*** Task input Section Begins ***

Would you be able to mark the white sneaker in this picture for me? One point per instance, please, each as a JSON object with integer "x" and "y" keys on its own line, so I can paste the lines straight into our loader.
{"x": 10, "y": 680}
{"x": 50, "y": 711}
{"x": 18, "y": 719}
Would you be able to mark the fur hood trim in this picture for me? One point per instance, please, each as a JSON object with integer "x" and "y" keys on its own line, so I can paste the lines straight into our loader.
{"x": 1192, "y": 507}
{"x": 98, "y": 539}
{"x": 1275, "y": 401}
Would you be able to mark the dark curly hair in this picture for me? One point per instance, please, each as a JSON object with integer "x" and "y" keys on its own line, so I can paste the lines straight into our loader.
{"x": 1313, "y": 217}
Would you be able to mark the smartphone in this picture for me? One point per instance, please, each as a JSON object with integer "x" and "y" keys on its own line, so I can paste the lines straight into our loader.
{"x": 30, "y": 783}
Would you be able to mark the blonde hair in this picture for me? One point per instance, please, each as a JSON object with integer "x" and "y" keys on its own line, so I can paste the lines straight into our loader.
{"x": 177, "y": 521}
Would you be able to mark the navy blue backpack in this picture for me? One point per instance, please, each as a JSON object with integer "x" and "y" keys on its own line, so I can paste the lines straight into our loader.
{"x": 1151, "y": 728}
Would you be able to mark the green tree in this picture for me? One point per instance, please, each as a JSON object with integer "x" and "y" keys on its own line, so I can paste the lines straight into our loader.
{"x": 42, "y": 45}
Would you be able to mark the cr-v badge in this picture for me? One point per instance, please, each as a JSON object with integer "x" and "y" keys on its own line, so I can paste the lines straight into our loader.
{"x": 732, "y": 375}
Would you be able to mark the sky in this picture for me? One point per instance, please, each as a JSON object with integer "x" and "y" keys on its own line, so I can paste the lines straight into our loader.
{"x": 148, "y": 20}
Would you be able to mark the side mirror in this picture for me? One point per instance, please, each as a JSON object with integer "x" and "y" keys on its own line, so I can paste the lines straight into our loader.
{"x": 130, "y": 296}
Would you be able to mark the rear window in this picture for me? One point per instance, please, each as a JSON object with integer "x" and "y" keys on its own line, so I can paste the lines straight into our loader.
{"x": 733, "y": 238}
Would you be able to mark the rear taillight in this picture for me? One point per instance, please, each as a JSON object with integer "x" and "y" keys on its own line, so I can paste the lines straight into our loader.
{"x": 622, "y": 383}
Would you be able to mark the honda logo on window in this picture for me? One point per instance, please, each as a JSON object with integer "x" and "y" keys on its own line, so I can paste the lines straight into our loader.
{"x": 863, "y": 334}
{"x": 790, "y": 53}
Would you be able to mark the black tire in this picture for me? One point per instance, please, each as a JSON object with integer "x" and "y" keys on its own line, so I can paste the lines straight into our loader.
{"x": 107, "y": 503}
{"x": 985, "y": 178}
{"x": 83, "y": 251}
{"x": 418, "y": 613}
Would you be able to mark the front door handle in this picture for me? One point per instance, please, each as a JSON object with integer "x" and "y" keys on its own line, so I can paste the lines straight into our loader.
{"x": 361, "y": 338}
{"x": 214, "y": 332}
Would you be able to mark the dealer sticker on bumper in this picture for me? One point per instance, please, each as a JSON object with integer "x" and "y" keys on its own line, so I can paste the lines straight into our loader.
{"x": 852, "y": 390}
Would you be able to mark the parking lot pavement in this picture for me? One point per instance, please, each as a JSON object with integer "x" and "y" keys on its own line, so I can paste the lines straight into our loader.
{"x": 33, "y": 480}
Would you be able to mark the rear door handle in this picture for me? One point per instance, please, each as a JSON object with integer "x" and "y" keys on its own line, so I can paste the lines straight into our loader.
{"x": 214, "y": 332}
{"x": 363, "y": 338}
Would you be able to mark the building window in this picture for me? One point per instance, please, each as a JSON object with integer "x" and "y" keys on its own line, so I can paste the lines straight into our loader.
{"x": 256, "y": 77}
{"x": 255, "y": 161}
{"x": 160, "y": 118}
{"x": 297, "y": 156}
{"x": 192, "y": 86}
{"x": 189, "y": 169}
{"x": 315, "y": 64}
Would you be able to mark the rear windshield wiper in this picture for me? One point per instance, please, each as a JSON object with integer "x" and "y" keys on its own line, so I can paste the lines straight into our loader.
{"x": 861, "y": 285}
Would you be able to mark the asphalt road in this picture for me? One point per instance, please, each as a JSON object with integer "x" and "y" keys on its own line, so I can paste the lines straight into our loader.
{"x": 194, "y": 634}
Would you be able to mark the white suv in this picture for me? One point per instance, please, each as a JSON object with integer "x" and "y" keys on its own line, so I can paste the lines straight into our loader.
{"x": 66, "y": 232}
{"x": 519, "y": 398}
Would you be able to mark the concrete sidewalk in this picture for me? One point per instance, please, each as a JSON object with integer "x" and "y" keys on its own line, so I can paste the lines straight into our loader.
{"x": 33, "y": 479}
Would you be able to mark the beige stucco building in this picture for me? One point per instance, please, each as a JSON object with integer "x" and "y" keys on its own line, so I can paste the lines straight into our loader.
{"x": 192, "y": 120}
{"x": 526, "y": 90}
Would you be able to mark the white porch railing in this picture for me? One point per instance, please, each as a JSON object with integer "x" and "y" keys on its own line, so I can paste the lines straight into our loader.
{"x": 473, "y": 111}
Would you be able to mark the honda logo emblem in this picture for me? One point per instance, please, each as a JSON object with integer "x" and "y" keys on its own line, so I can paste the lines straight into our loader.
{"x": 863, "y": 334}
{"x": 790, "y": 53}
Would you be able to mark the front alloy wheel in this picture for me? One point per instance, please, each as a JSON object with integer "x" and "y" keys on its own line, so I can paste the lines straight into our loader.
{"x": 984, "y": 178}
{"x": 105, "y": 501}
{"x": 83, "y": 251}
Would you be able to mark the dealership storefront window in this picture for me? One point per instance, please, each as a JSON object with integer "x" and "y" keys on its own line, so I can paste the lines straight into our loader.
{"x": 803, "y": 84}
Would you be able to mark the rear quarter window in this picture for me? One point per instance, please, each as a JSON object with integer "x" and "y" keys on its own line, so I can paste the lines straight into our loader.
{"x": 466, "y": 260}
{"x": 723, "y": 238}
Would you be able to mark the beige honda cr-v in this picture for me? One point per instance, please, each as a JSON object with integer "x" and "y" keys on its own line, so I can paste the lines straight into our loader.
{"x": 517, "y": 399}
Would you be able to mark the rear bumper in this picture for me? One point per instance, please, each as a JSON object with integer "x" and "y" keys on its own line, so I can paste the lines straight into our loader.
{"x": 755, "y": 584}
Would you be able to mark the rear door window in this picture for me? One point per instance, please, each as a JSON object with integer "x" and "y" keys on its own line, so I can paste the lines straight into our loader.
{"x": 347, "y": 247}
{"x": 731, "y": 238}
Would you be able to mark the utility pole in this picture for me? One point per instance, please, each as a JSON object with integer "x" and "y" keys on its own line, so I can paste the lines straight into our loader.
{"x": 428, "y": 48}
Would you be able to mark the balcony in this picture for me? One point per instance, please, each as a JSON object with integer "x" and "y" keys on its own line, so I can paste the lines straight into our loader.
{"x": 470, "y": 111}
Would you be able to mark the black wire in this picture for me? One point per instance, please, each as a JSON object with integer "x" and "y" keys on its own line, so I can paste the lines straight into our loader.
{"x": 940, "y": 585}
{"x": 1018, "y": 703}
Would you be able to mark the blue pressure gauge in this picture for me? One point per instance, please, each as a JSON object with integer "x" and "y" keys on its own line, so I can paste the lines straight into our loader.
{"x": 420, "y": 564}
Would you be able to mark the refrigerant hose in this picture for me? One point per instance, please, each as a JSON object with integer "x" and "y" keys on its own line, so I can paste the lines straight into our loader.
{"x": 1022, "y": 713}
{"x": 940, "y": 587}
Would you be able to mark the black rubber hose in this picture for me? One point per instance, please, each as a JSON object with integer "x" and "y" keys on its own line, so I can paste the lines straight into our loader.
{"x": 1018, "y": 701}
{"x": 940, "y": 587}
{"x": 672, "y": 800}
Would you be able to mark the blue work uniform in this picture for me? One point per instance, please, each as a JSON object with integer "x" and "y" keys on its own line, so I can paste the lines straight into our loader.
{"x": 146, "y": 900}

*** Task input Section Ends ***

_What needs to be done:_ Set down, unchanged, the line that contains "Would you be able to mark the blue pressure" together with every later line in the records, through the last one.

_Exercise output:_
Would you be able to mark the blue pressure gauge in this picture for me? One point per instance, please, each as a JSON object with integer "x" and "y" keys on its own line, so I can paste the lines straight into our loader.
{"x": 420, "y": 564}
Would you be able to mark the refrigerant hose in this picture for me? One point per instance, please, each as a JSON object with integer "x" and "y" keys on its own line, so I can paste the lines straight into our loader.
{"x": 1022, "y": 713}
{"x": 940, "y": 587}
Would you be able to mark the black rubber hose in this picture for me? One point per instance, please, each as a JSON object with integer "x" and "y" keys on its own line, so I can paste the lines straight into our loader.
{"x": 1018, "y": 701}
{"x": 940, "y": 587}
{"x": 672, "y": 800}
Would you be able to mark the blue work uniform in this picture for me? One point per instance, please, each as a JSON object with integer "x" and "y" keys on its own line, so I can paste the lines straight into our loader.
{"x": 146, "y": 900}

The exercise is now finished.